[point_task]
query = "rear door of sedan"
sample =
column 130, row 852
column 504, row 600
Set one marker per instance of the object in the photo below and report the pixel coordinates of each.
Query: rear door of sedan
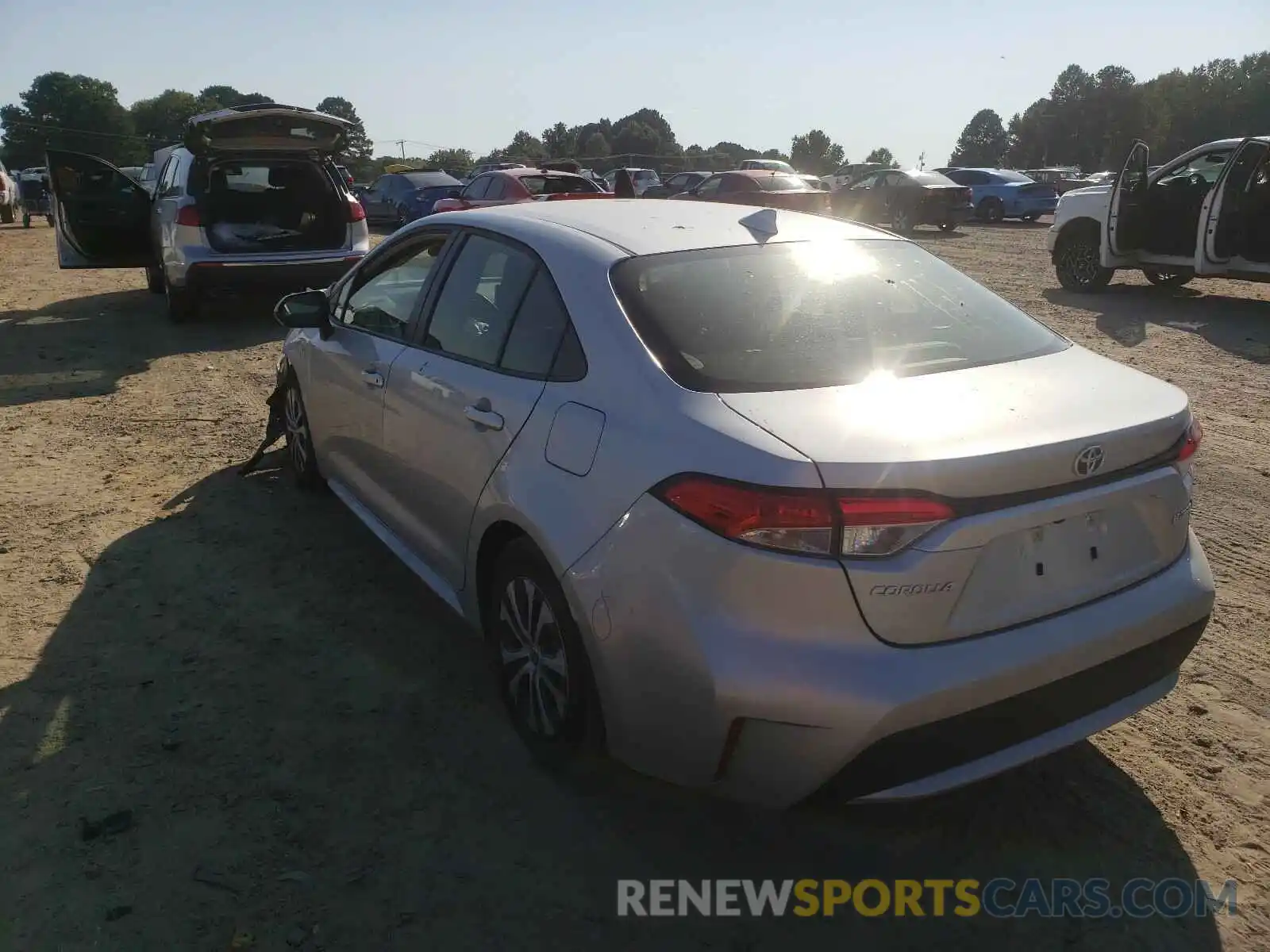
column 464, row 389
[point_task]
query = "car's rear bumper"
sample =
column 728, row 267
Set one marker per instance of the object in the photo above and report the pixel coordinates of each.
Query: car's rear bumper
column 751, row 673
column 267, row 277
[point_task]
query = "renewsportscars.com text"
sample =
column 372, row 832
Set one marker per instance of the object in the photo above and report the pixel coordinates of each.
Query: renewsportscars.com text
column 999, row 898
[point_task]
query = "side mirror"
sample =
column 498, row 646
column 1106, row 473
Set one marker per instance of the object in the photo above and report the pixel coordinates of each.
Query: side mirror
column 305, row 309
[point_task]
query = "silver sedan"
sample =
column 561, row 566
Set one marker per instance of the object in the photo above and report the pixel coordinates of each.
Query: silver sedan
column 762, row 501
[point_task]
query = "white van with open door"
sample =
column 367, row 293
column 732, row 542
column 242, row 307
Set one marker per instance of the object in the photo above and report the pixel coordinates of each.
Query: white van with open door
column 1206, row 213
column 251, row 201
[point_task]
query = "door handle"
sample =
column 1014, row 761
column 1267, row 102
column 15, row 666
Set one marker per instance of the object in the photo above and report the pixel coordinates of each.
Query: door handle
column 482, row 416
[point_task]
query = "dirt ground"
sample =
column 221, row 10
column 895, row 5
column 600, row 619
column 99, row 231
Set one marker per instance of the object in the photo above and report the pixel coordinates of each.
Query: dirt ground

********************

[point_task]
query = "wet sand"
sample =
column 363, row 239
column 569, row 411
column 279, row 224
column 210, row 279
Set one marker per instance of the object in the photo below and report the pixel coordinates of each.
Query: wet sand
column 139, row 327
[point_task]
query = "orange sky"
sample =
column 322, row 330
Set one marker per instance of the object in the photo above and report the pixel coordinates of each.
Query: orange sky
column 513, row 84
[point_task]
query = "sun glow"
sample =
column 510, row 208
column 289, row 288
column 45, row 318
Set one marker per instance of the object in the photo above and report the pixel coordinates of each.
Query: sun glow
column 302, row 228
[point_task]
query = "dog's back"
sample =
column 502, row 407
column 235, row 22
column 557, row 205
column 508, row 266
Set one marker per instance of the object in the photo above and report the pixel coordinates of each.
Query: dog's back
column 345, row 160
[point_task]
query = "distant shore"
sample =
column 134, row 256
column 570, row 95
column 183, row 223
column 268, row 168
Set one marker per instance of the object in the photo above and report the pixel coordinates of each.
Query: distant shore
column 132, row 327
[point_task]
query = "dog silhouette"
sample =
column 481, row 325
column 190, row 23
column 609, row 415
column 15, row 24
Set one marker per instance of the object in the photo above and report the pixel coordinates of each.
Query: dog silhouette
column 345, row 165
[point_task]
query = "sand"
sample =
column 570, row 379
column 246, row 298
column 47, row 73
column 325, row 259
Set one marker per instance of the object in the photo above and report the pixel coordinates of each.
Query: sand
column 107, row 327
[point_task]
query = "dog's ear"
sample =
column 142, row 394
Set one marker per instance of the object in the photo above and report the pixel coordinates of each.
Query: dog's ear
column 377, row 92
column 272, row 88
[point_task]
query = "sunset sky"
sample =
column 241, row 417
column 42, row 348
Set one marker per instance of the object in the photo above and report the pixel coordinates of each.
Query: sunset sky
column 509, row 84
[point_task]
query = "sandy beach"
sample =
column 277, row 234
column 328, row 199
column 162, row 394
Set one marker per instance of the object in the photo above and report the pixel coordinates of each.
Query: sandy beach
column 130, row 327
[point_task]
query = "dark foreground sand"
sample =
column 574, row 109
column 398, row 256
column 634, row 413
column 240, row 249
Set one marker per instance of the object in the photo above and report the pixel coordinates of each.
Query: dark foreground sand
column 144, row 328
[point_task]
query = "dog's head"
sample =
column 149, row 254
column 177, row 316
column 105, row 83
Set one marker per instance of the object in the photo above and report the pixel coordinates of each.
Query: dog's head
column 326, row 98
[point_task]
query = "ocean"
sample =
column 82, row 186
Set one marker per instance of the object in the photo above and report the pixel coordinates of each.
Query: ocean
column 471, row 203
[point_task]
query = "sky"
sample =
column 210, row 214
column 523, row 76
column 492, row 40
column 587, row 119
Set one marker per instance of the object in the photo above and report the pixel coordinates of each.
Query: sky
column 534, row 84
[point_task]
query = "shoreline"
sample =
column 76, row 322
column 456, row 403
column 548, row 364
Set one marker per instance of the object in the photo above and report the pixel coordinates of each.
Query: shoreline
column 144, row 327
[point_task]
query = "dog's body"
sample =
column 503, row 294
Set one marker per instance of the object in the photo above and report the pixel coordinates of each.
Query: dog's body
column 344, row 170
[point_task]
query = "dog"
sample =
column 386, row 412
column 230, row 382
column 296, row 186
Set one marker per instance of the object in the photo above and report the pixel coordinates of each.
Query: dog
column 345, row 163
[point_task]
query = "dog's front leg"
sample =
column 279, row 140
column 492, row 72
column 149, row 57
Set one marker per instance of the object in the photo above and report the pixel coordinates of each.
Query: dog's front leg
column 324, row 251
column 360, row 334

********************

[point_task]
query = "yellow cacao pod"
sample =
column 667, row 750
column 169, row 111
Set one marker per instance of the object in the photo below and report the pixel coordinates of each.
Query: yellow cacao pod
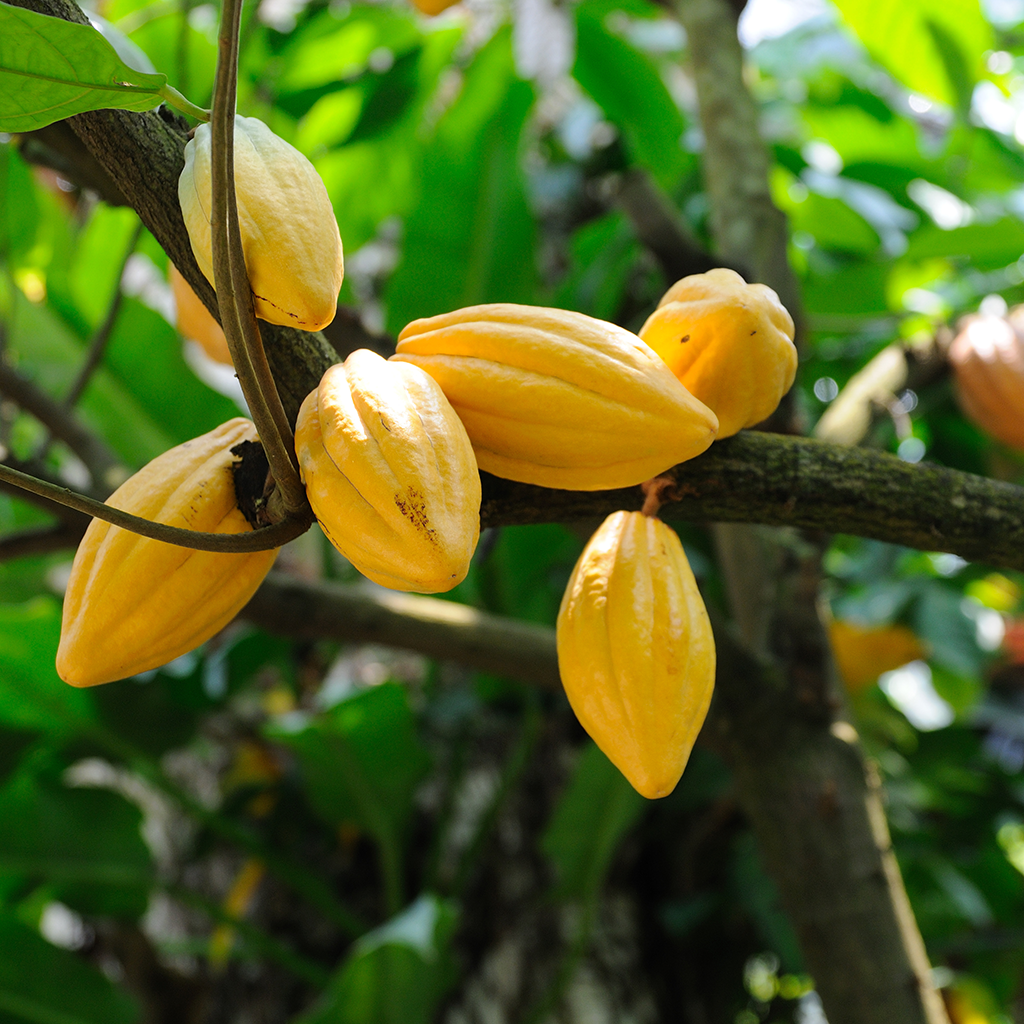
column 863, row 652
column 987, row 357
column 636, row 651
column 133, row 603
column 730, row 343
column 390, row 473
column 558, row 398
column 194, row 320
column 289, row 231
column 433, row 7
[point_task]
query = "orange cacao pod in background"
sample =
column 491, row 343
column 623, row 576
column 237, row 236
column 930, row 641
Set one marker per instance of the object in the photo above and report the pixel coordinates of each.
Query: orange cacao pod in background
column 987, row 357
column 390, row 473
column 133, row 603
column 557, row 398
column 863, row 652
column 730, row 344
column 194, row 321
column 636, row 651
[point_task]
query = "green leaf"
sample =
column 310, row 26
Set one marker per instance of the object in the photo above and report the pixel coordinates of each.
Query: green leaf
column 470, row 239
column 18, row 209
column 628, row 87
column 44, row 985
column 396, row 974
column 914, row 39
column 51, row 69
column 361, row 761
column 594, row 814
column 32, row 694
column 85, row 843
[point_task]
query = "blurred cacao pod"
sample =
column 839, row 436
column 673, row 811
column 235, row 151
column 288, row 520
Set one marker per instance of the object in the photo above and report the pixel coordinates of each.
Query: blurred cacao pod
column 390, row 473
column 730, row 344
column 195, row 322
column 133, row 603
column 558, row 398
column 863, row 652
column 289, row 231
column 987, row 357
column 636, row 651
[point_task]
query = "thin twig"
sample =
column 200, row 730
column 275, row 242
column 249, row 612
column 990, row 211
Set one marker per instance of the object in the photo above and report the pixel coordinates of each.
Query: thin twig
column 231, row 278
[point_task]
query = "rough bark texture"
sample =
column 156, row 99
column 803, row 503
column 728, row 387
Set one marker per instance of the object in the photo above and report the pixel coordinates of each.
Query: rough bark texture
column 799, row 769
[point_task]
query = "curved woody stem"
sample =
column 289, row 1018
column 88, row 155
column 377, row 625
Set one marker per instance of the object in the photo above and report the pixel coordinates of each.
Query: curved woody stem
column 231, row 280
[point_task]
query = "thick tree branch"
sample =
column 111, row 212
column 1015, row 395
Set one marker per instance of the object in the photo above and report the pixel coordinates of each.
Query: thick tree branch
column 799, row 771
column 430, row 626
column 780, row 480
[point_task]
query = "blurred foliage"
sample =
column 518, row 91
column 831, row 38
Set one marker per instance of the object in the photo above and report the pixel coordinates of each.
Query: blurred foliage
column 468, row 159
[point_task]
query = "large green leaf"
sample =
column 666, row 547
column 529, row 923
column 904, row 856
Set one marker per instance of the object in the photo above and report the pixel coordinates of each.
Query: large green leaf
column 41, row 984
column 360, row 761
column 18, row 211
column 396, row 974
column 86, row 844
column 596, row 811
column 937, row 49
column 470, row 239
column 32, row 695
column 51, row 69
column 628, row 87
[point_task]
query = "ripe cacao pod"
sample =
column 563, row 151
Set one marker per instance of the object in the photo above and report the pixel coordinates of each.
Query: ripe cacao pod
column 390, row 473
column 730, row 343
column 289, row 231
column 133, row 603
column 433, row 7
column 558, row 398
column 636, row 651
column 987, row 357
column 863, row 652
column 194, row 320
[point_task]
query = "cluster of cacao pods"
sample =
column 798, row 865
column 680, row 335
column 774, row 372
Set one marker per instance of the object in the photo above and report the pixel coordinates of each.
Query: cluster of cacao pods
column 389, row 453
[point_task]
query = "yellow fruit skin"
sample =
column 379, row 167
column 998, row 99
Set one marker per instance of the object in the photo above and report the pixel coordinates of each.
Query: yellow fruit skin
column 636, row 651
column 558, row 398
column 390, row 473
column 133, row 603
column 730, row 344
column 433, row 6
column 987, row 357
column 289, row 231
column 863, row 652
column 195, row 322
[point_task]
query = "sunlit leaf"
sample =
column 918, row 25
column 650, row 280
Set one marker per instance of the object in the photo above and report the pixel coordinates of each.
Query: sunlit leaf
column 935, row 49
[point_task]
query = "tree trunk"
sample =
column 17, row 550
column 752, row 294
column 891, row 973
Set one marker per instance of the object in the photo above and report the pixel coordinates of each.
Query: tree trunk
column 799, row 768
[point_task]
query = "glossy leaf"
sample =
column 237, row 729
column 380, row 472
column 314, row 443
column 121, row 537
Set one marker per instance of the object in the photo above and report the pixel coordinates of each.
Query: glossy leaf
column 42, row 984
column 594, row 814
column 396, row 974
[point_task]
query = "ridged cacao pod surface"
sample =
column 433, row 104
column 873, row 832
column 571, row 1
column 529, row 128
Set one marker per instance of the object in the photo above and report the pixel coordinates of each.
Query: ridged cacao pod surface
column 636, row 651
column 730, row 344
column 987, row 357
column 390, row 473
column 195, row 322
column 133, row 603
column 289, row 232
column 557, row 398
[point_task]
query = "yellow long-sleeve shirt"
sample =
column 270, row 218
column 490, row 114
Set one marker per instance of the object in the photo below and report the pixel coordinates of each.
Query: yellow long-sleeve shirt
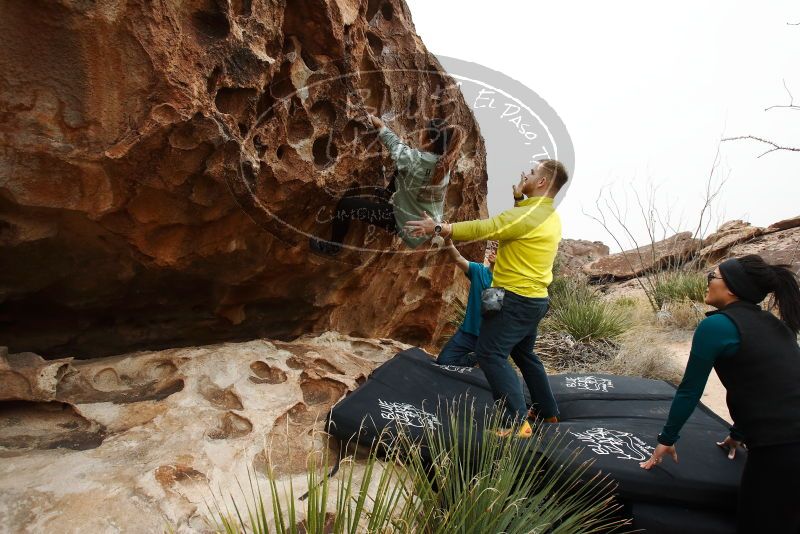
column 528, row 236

********************

WHAT THE TASK ASKS - From the lines above, copy out each one that contains the string "with". Case matters.

COMPLETE OUTPUT -
query = "white van with open door"
Query: white van with open door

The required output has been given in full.